▶ [SOURCE RECORDS]
....

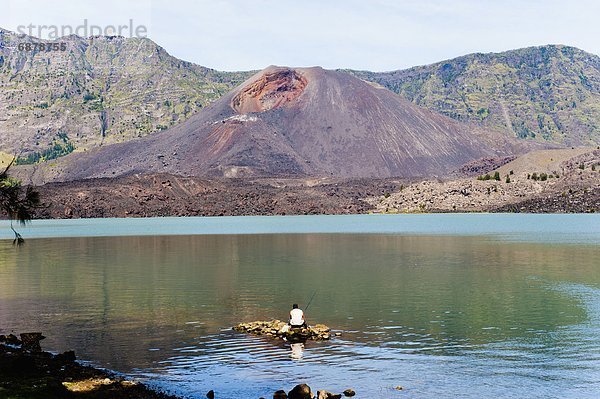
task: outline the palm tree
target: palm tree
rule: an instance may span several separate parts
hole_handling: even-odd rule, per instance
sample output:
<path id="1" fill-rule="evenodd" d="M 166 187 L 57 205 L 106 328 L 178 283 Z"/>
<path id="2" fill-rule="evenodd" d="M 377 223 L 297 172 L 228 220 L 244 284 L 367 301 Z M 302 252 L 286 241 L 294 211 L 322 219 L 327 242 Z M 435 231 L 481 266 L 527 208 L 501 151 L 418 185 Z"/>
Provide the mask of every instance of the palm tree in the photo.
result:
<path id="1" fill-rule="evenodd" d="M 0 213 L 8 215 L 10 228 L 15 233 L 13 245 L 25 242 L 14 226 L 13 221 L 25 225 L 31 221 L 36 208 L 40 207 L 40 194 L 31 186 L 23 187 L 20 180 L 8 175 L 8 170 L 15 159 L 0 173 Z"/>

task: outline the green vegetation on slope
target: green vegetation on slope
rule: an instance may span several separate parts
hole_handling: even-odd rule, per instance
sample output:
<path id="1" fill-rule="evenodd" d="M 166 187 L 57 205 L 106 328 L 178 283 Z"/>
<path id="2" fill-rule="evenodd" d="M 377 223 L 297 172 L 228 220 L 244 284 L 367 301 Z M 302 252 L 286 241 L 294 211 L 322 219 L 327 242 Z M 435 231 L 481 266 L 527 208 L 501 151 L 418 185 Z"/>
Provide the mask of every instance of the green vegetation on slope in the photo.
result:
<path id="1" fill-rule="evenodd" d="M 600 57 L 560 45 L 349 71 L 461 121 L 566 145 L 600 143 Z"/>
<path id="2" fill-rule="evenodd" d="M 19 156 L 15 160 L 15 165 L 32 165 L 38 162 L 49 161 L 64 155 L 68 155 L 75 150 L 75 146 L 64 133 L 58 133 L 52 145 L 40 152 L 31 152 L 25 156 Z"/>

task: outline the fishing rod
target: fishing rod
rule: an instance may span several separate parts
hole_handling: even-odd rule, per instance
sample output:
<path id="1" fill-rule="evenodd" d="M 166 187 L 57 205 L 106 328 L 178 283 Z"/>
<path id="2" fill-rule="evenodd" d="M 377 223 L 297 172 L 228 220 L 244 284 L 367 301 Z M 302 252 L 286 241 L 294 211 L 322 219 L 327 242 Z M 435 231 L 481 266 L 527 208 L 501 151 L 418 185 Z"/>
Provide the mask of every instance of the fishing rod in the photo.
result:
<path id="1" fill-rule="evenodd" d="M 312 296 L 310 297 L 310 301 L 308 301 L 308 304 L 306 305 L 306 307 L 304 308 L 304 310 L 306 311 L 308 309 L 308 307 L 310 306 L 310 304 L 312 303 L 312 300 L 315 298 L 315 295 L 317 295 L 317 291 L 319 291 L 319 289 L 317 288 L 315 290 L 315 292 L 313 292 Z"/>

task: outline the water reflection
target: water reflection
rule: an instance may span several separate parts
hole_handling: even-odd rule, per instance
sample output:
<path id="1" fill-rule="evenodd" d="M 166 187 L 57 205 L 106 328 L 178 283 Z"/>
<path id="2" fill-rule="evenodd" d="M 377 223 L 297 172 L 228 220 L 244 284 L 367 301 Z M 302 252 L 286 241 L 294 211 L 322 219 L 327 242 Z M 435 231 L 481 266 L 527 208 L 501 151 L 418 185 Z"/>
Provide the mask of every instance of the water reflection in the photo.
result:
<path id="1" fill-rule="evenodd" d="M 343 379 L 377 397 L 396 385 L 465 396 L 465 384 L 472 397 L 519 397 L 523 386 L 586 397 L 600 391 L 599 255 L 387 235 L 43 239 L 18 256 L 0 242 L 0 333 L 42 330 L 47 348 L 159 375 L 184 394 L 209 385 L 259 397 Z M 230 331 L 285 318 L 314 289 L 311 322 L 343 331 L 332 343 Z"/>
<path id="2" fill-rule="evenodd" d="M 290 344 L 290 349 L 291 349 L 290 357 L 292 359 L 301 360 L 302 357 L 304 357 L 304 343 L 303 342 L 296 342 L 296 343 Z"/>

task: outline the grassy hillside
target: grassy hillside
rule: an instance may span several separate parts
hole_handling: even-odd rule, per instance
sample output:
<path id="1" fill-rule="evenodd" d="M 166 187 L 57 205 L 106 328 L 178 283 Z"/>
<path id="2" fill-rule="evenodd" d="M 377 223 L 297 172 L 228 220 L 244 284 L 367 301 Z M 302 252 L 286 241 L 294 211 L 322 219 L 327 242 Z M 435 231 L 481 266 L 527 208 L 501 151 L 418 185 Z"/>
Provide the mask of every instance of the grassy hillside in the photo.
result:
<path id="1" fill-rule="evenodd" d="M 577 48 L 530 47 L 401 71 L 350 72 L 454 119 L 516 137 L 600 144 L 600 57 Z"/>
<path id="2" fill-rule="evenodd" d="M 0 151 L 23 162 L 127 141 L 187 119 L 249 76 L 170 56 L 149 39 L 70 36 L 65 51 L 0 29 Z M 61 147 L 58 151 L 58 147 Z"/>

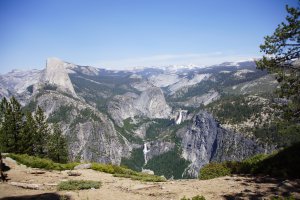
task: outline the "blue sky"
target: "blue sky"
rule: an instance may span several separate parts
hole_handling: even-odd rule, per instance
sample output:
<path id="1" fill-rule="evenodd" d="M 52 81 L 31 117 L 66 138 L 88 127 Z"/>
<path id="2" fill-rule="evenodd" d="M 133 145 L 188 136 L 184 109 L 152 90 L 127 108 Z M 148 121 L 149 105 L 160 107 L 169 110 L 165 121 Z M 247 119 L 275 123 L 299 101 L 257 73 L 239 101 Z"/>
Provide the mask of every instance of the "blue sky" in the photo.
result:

....

Return the material above verbatim. Pictures are to be excluded.

task: outline the palm tree
target: palm tree
rule: an instance may span several separate parts
hole_handling: even-odd rule, per instance
sample output:
<path id="1" fill-rule="evenodd" d="M 166 187 L 57 205 L 106 328 L 178 283 Z"/>
<path id="2" fill-rule="evenodd" d="M 377 223 L 297 172 L 228 220 L 244 284 L 367 301 Z M 302 252 L 286 241 L 294 211 L 322 219 L 327 242 Z M 435 231 L 481 266 L 527 208 L 501 151 L 418 185 Z"/>
Provide the mask of every instance of the palm tree in the photo.
result:
<path id="1" fill-rule="evenodd" d="M 0 213 L 8 215 L 10 228 L 15 233 L 13 245 L 25 242 L 14 226 L 13 221 L 25 225 L 31 221 L 36 208 L 40 207 L 40 194 L 31 186 L 23 187 L 20 180 L 8 175 L 8 170 L 15 159 L 0 173 Z"/>

task: outline the green vegetation on slope
target: green vegetation on slope
rule: an instance may span several separate parts
hole_handling: even-odd rule, per instance
sample output:
<path id="1" fill-rule="evenodd" d="M 166 187 L 57 205 L 106 328 L 178 283 Z"/>
<path id="2" fill-rule="evenodd" d="M 377 223 L 297 172 L 228 220 L 244 284 L 367 301 Z M 302 252 L 286 241 L 294 211 L 322 219 L 327 242 Z M 435 231 L 481 266 L 527 208 L 501 151 L 418 185 Z"/>
Provide the mask of every instance of the green vegetation on slope in the photo.
result:
<path id="1" fill-rule="evenodd" d="M 600 57 L 560 45 L 349 71 L 461 121 L 566 145 L 600 143 Z"/>
<path id="2" fill-rule="evenodd" d="M 19 156 L 15 160 L 15 165 L 32 165 L 38 162 L 49 161 L 64 155 L 68 155 L 75 150 L 75 146 L 64 133 L 58 133 L 52 145 L 40 152 L 31 152 L 25 156 Z"/>

task: outline the fishing rod
target: fishing rod
rule: an instance may span several separate parts
hole_handling: even-odd rule, per instance
sample output:
<path id="1" fill-rule="evenodd" d="M 166 187 L 57 205 L 106 328 L 178 283 Z"/>
<path id="2" fill-rule="evenodd" d="M 377 223 L 297 172 L 228 220 L 244 284 L 367 301 Z M 302 252 L 286 241 L 294 211 L 322 219 L 327 242 Z M 435 231 L 481 266 L 527 208 L 501 151 L 418 185 Z"/>
Provide the mask of every instance of the fishing rod in the photo.
result:
<path id="1" fill-rule="evenodd" d="M 312 296 L 310 297 L 310 301 L 308 301 L 308 304 L 306 305 L 306 307 L 304 308 L 304 310 L 306 311 L 308 309 L 308 307 L 310 306 L 310 304 L 312 303 L 312 300 L 315 298 L 315 295 L 317 295 L 317 291 L 319 291 L 319 289 L 317 288 L 315 290 L 315 292 L 313 292 Z"/>

task: outline the water reflection
target: water reflection
rule: an instance may span several separate parts
hole_handling: even-odd rule, per instance
sample output:
<path id="1" fill-rule="evenodd" d="M 166 187 L 57 205 L 106 328 L 178 283 Z"/>
<path id="2" fill-rule="evenodd" d="M 377 223 L 297 172 L 228 220 L 244 284 L 367 301 Z M 302 252 L 286 241 L 294 211 L 322 219 L 327 242 Z M 435 231 L 481 266 L 527 208 L 501 151 L 418 185 Z"/>
Provide the mask of every instance of the water reflection in the photo.
result:
<path id="1" fill-rule="evenodd" d="M 343 379 L 377 397 L 396 385 L 465 396 L 465 384 L 472 397 L 519 397 L 523 386 L 586 397 L 600 391 L 599 255 L 387 235 L 43 239 L 18 256 L 0 242 L 0 333 L 42 330 L 47 348 L 159 375 L 184 394 L 209 385 L 259 397 Z M 230 331 L 285 318 L 314 289 L 311 322 L 343 331 L 332 343 Z"/>
<path id="2" fill-rule="evenodd" d="M 290 344 L 290 349 L 291 349 L 290 357 L 292 359 L 301 360 L 302 357 L 304 357 L 304 343 L 303 342 L 296 342 L 296 343 Z"/>

task: outline the grassy hillside
target: grassy hillside
rule: an instance may span several separate parts
hole_handling: even-odd rule, per instance
sample output:
<path id="1" fill-rule="evenodd" d="M 166 187 L 57 205 L 106 328 L 178 283 Z"/>
<path id="2" fill-rule="evenodd" d="M 377 223 L 297 172 L 228 220 L 244 284 L 367 301 Z M 302 252 L 286 241 L 294 211 L 322 219 L 327 242 Z M 435 231 L 481 266 L 527 208 L 501 151 L 418 185 Z"/>
Provide the mask of every instance of the grassy hillside in the photo.
result:
<path id="1" fill-rule="evenodd" d="M 577 48 L 530 47 L 401 71 L 350 72 L 454 119 L 516 137 L 600 144 L 600 57 Z"/>
<path id="2" fill-rule="evenodd" d="M 0 151 L 23 162 L 127 141 L 187 119 L 249 76 L 170 56 L 149 39 L 70 36 L 65 51 L 0 29 Z M 61 147 L 58 151 L 58 147 Z"/>

task: outline the "blue sky"
target: "blue sky"
rule: an instance may span several separate parts
hole_handling: even-odd rule, per instance
sample output:
<path id="1" fill-rule="evenodd" d="M 52 81 L 31 117 L 66 138 L 88 127 Z"/>
<path id="2" fill-rule="evenodd" d="M 133 145 L 188 136 L 184 109 L 152 90 L 127 108 Z M 148 121 L 149 105 L 160 107 L 169 110 L 165 121 Z M 247 119 L 275 123 L 299 101 L 257 73 L 239 101 Z"/>
Provide the mask of every instance of the "blue sky" in the photo.
result:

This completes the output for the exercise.